[Provided data]

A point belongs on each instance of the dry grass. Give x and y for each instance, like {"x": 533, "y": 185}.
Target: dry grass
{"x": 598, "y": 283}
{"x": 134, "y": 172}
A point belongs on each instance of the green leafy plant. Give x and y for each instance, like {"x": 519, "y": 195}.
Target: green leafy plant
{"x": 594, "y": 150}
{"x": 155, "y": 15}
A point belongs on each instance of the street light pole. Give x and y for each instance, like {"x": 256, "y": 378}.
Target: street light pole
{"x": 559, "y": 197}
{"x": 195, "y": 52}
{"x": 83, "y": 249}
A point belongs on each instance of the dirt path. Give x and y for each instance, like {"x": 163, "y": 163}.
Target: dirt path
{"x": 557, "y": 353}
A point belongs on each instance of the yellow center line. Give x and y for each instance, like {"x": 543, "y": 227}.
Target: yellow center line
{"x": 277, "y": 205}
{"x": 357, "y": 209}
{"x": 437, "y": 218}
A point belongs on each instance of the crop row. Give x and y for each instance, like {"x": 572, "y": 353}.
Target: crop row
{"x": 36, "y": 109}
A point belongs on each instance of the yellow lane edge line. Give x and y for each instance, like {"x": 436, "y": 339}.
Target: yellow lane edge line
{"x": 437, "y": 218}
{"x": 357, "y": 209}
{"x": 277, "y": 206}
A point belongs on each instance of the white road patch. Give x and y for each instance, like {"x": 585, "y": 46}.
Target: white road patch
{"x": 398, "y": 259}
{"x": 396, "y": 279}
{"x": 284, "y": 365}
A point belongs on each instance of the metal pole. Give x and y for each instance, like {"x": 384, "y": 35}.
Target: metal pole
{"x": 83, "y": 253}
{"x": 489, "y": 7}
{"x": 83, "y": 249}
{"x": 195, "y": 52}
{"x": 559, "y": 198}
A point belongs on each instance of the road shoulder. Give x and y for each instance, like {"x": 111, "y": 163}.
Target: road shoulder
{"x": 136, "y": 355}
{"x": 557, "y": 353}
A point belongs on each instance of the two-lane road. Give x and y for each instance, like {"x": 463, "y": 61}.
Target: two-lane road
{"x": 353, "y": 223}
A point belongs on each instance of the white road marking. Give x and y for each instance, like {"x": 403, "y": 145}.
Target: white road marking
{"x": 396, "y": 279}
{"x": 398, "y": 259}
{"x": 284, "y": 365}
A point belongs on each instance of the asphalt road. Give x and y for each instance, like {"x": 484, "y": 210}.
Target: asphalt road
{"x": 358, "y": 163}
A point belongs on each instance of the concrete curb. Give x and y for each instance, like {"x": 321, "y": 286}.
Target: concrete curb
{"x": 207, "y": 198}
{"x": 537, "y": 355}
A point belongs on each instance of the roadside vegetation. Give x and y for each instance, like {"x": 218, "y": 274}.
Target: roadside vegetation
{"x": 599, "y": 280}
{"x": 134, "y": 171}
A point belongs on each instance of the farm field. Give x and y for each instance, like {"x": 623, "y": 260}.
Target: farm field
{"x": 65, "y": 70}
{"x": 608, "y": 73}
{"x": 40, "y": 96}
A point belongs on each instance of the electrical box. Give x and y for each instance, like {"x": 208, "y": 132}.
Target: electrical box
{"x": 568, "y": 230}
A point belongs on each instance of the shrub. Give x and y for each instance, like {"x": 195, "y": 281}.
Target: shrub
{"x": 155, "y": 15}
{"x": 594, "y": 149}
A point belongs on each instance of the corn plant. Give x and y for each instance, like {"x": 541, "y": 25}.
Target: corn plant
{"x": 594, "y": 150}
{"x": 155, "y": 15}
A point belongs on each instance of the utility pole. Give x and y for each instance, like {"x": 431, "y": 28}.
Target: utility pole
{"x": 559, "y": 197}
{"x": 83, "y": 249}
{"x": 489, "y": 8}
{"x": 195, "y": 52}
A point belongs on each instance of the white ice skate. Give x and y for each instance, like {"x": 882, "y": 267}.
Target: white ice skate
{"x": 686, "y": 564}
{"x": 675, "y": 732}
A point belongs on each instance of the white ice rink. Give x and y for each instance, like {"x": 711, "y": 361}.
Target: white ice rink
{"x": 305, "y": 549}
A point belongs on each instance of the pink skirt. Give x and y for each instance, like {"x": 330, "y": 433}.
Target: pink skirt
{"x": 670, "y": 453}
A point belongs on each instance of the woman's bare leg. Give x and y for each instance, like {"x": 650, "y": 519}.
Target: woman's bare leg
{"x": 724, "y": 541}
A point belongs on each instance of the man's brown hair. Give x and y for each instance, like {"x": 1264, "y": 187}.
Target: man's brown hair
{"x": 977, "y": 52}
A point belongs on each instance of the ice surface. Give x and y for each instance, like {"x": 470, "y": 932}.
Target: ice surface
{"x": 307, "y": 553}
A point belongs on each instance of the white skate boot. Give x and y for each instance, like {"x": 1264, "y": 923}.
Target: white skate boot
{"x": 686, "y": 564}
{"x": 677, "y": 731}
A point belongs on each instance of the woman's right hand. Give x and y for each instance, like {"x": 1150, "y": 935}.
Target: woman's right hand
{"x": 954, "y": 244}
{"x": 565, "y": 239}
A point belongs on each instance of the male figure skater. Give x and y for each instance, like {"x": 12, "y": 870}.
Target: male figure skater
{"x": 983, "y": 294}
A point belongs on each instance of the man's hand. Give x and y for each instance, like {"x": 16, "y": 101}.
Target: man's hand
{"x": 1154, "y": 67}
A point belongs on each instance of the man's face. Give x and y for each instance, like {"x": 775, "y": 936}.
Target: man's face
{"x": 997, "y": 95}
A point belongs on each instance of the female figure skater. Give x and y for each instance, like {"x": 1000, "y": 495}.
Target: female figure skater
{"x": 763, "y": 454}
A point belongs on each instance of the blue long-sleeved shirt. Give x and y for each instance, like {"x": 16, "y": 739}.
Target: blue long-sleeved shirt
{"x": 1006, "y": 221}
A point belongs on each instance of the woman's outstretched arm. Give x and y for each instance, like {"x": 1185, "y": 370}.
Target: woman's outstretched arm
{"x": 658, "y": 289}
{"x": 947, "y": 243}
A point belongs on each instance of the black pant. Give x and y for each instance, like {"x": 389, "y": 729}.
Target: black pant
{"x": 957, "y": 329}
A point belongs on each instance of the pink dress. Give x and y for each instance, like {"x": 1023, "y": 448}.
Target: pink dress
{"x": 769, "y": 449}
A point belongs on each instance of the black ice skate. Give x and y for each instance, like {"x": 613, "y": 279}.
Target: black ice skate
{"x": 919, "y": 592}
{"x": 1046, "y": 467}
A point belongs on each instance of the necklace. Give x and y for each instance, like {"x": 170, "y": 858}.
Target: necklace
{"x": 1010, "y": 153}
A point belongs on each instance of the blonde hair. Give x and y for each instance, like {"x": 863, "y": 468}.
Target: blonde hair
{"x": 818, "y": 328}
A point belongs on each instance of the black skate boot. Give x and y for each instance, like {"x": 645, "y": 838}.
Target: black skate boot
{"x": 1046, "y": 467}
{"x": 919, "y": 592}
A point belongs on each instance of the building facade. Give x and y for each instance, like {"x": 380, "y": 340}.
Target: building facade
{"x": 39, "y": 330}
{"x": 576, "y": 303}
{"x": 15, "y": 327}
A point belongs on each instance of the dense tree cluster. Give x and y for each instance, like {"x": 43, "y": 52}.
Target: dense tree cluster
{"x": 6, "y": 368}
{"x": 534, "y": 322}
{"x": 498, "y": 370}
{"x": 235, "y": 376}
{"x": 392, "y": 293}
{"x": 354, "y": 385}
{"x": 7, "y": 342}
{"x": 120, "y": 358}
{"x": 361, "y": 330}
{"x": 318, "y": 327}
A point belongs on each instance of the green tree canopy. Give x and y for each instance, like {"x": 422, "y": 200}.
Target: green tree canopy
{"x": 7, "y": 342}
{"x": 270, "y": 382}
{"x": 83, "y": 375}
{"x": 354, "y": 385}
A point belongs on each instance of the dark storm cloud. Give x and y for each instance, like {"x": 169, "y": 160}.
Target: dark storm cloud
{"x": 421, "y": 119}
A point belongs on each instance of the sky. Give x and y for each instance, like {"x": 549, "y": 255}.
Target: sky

[/Provided data]

Task brief: If a line falls between the first line of the data above and the line holding "A point belongs on each instance of the metal", inclusive, retype it exactly; retype no other line.

Result of this exercise:
A point belongs on each instance of the dry grass. Give x and y for each instance, like {"x": 533, "y": 185}.
Target: dry grass
{"x": 598, "y": 283}
{"x": 134, "y": 172}
A point belongs on each instance of the green leafy plant. Give x and y for each instance, like {"x": 519, "y": 195}.
Target: green leafy plant
{"x": 594, "y": 150}
{"x": 155, "y": 15}
A point belongs on each instance of the street light pole. Give x and y for each instance, like {"x": 256, "y": 378}.
Target: street light pole
{"x": 559, "y": 197}
{"x": 195, "y": 52}
{"x": 83, "y": 249}
A point belongs on each instance of the dirt path. Give x and y for each instance, like {"x": 163, "y": 163}.
Target: dirt path
{"x": 557, "y": 353}
A point belongs on each instance of the yellow center line. Give x and y for each instance, like {"x": 543, "y": 227}.
Target: yellow center line
{"x": 277, "y": 205}
{"x": 357, "y": 209}
{"x": 437, "y": 218}
A point belongs on each instance of the crop row. Give x and y for each instance, like {"x": 572, "y": 353}.
Target: crop row
{"x": 36, "y": 109}
A point belongs on each instance of the yellow lane edge line. Give x and y for each instance, like {"x": 436, "y": 339}.
Target: yellow lane edge line
{"x": 437, "y": 218}
{"x": 357, "y": 209}
{"x": 277, "y": 206}
A point belongs on each instance of the white road patch. Give x and y for each instance, like {"x": 585, "y": 46}.
Target: white road patch
{"x": 398, "y": 259}
{"x": 396, "y": 279}
{"x": 284, "y": 365}
A point belongs on each instance of the metal pole. Give x and y for each instance, like {"x": 384, "y": 35}.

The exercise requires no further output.